Region pointing data

================================

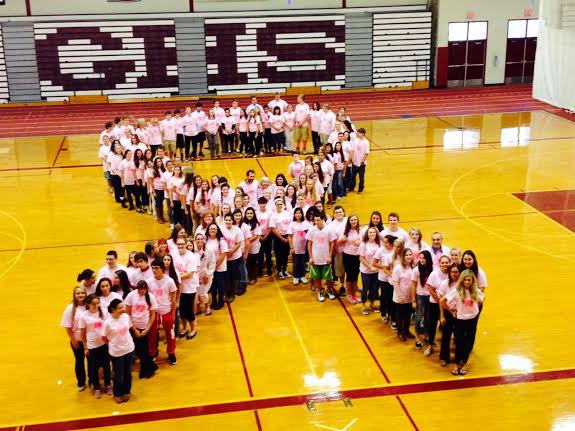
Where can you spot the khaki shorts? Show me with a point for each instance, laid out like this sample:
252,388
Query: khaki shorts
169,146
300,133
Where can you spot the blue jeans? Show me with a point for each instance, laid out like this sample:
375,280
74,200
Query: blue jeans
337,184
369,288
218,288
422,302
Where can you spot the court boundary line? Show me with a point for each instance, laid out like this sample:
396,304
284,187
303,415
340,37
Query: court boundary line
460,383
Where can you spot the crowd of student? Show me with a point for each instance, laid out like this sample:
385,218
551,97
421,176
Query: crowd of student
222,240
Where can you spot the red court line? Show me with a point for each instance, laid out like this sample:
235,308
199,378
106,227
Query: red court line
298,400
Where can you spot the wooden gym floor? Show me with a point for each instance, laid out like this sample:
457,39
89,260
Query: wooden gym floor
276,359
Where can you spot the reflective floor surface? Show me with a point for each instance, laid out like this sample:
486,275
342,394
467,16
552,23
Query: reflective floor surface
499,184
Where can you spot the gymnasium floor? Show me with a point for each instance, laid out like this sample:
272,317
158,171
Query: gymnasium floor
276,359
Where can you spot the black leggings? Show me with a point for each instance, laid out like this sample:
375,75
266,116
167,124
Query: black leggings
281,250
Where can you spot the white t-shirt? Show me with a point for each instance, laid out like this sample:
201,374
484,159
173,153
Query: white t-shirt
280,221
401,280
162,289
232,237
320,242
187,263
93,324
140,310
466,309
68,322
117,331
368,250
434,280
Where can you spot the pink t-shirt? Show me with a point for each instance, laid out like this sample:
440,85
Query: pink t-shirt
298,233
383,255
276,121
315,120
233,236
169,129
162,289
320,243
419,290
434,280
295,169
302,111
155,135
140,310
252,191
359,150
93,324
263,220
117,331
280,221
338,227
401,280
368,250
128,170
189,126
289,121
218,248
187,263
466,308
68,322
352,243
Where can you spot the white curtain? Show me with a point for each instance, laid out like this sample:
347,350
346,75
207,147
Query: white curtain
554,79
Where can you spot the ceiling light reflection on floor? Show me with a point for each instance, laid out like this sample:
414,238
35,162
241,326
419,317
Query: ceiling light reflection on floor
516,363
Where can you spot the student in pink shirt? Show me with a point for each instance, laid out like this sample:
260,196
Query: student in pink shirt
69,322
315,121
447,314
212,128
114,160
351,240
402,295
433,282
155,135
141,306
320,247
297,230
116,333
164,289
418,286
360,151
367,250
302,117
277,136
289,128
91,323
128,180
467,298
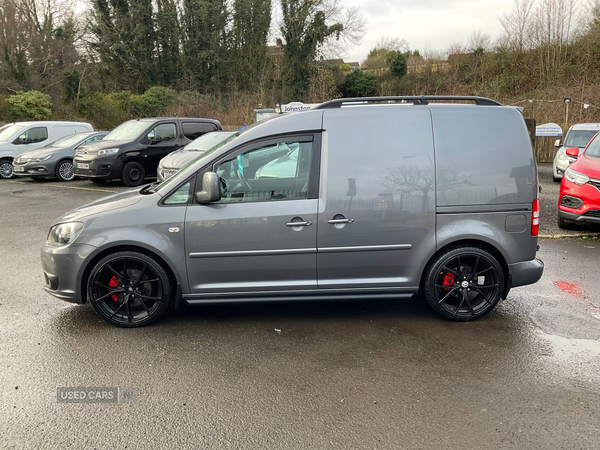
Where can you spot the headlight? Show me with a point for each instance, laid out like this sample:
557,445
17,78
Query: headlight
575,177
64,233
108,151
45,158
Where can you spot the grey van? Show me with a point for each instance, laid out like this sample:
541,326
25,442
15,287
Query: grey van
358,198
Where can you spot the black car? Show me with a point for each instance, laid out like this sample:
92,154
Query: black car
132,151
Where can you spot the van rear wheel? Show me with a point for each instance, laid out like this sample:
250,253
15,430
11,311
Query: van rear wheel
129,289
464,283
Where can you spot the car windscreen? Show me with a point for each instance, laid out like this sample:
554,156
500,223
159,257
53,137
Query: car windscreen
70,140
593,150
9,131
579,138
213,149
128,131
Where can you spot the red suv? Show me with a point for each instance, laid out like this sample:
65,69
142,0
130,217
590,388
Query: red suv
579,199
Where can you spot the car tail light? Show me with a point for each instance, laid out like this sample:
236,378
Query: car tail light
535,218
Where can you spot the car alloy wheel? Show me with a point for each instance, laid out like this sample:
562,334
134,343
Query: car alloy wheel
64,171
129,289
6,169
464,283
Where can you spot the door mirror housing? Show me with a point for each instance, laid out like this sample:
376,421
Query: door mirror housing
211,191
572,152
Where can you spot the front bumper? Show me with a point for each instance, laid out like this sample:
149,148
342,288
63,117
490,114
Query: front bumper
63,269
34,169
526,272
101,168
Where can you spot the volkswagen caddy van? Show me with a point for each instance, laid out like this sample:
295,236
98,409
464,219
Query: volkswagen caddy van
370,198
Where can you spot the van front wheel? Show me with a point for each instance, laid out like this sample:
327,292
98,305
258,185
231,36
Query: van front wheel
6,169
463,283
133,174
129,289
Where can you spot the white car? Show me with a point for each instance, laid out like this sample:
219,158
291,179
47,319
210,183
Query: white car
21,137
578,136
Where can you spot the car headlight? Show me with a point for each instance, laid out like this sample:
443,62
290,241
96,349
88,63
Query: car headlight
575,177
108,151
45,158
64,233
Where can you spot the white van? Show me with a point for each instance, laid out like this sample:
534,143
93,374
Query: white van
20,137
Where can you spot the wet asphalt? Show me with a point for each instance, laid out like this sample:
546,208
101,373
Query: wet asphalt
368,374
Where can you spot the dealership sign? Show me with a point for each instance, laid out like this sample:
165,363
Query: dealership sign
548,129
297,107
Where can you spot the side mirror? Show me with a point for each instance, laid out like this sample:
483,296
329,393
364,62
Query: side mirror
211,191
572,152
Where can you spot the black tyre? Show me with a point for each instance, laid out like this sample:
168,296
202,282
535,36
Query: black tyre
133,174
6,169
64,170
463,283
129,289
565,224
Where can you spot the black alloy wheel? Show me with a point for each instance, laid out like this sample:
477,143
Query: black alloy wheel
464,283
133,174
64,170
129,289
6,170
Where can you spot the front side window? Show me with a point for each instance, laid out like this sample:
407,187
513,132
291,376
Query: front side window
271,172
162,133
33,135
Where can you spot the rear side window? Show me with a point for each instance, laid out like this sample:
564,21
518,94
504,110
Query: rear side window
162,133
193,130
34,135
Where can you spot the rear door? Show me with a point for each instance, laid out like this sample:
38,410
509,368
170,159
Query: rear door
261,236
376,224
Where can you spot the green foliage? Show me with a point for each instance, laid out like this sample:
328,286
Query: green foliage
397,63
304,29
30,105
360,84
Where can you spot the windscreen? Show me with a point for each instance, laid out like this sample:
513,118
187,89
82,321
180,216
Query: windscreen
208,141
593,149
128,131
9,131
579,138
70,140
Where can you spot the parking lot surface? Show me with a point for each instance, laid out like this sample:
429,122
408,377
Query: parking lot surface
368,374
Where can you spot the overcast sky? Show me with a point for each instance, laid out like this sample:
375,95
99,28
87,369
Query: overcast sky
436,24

================================

▸ **WORK REQUIRED**
Print every entry word for word; omit the pictures.

▸ **SOLUTION TO THE EXERCISE**
Where can you spot the khaki shorts? Show me with a point for each instance, laid out like this sample:
252,388
Query: khaki shorts
169,146
300,133
Where can you spot the blue jeans? Show me with a point for each instance, laid out like this sample:
375,280
74,200
Query: blue jeans
337,184
369,288
218,288
422,302
Where can you spot the court boundary line? Show me with a point for each instance, laid out like this sample:
396,304
284,187
303,415
340,37
Query: court boundary line
460,383
Where can you spot the crowd of student? Show me with a point for each instance, laid out like this sample:
385,218
551,97
421,176
Query: crowd of student
222,240
Where can you spot the red court line? Show me with a point for each instance, laid out like this sample:
235,308
199,378
106,227
Query: red court line
298,400
Where can you spot the wooden gym floor? Show me with a point for each instance, laid out like this sample:
457,39
89,260
Query: wooden gym floor
276,359
Where can you spot the reflective floor surface? Show me with a point for each instance, laid out like this sample:
486,275
342,394
467,16
552,23
Query: reflective floor surface
499,184
Where can you spot the gymnasium floor? Show me with a point for each instance, laid out like this sample:
272,317
158,171
Query: gymnasium floor
276,359
Where can you spot the black leggings? Show me with a point for each instance, laid out like this sample:
375,75
266,116
167,124
Query: black leggings
281,250
Where can you spot the white t-shirt? Show me with a point for each instance, laid out like this sample:
201,374
484,159
173,153
Query: white t-shirt
280,221
401,280
162,289
232,237
320,242
187,263
93,324
140,310
466,309
68,322
117,331
368,250
434,280
Where can you spot the pink t-shirt? Show me with a point for each instance, laid out like this sample:
440,85
Query: pink t-shirt
298,233
383,255
276,121
315,120
233,236
169,129
162,289
320,243
419,290
434,280
295,169
302,111
155,135
140,310
252,191
359,150
93,324
263,220
117,331
280,221
338,227
401,280
368,250
128,170
189,126
289,121
218,248
187,263
466,308
68,322
352,243
Where can you spot the white curtain? Show me with a point for each instance, laid out like this sample:
347,350
346,75
207,147
Query: white curtain
554,79
Where can you spot the ceiling light reflection on floor? Show me with a point for each instance, laid out like this sample:
414,238
35,162
241,326
419,317
Query: ceiling light reflection on floor
516,363
Where can you spot the student in pink shirt? Show me with a point for each instance, laid out like this sample:
260,196
Query: student in pink shirt
69,322
315,121
447,314
212,128
114,160
351,240
402,295
433,282
155,135
141,306
320,247
297,230
116,333
164,289
418,286
360,151
367,250
302,117
277,136
289,128
91,323
128,180
467,298
Where can you spot the headlight? Show me with a point for each instance, laid out like this sample:
557,445
17,78
Query: headlight
575,177
64,233
108,151
45,158
Where can you spot the grey van? Show me with a point for each instance, laid out like this sample:
541,326
25,442
15,287
Query: grey van
358,198
Where can you spot the black car? Show me with a point for each instance, laid out like this sample:
92,154
Query: black car
132,151
Where can you spot the van rear wheel? Show me with a point for each instance, laid out like this sample:
250,253
15,430
11,311
Query: van rear wheel
129,289
464,283
Where can you spot the car windscreen? Show me with a point for each instance, laid out like this sample:
554,156
500,223
159,257
53,137
Query: car windscreen
70,140
593,150
9,131
579,138
213,149
128,131
Where can you spot the red suv? Show me with a point for each instance, laid out like this sample:
65,69
142,0
130,217
590,388
Query: red suv
579,199
Where can you spot the car tail light? Show me with a point for each instance, laid out like this sample:
236,378
Query: car tail light
535,218
Where can you spot the car alloy wheel? Show me with a point for each instance, laid out like this sample:
562,334
134,343
Query: car alloy wheel
64,171
129,289
6,169
464,283
Where can you spot the door mirror housing? Show me with a point for each instance, laid out like this sample:
376,421
Query: door mirror housing
211,191
572,152
Where can you spot the front bumper? Show me with a point for each instance, laid out like this sample:
149,148
342,288
63,117
490,114
Query: front bumper
63,269
34,169
526,272
101,168
Where can you spot the volkswagen caddy van? Show me with a point for each instance, laid out like this sample:
295,236
98,409
464,219
Query: volkswagen caddy van
370,198
Where can you spot the van front wheel? Show me with a point for each instance, laid out like this sample:
327,292
98,305
258,185
231,36
Query: van front wheel
6,169
463,283
133,174
129,289
Where can you spot the white car? Show me with a point for each instance, laid out like this sample:
219,158
291,179
47,319
210,183
Query: white car
21,137
578,136
Where can you spot the car headlight? Show me with a point for each instance, laid out like this sample:
443,62
290,241
96,349
88,63
Query: car headlight
575,177
108,151
45,158
64,233
Where can you spot the white van? Show me with a point for each instance, laid out like this sample:
534,143
93,374
Query: white van
20,137
Where can you spot the wet asphalt? Show me with a point for each instance, laid out like this sample:
546,208
101,373
Query: wet asphalt
368,374
Where can you spot the dealership sign? Show me with a point for each instance, laid out like this sample:
165,363
Query: dealership sign
548,129
297,107
Where can you spot the side mirror? Show me with a point for each instance, laid out like this sample:
483,296
329,393
364,62
Query: side mirror
211,191
572,152
Where can you spot the black tyre? Show me with a point for each instance, laid out like this sample:
168,296
202,282
535,36
Query: black tyre
133,174
6,169
64,170
463,283
129,289
565,224
Where can you spot the black alloy wheel? Show me with a point for each instance, laid out like this sample:
477,143
Query: black alloy wheel
464,283
133,174
64,170
129,289
6,170
Where can you spot the front side window? Show me with a point for each instance, laid out like this sample:
407,187
513,132
291,376
Query: front side window
271,172
162,133
33,135
Where can you spot the rear side window? Show me with a point for each instance, laid out like this sample:
564,21
518,94
504,110
Query: rear side window
162,133
193,130
34,135
Where can you spot the rear door? Show me with a point for each instance, laid out like this sample:
38,410
509,368
170,159
Query: rear door
261,236
376,224
Where can you spot the green foliage? Show me with a point for each instance, laid out like this sample:
328,286
Query: green foliage
397,63
304,29
30,105
360,84
Where can you spot the windscreen? Show me with a point for each instance, laid out like this sample:
513,118
187,89
82,321
180,216
Query: windscreen
208,141
593,149
128,131
9,131
579,138
70,140
Where can you spot the parking lot surface? Show me with a point for each instance, laid out like this sample:
429,122
408,377
Query: parking lot surface
368,374
Where can you spot the overcast sky? Show me with a point for each instance, laid out like this sample:
375,95
99,28
87,369
Query: overcast sky
436,24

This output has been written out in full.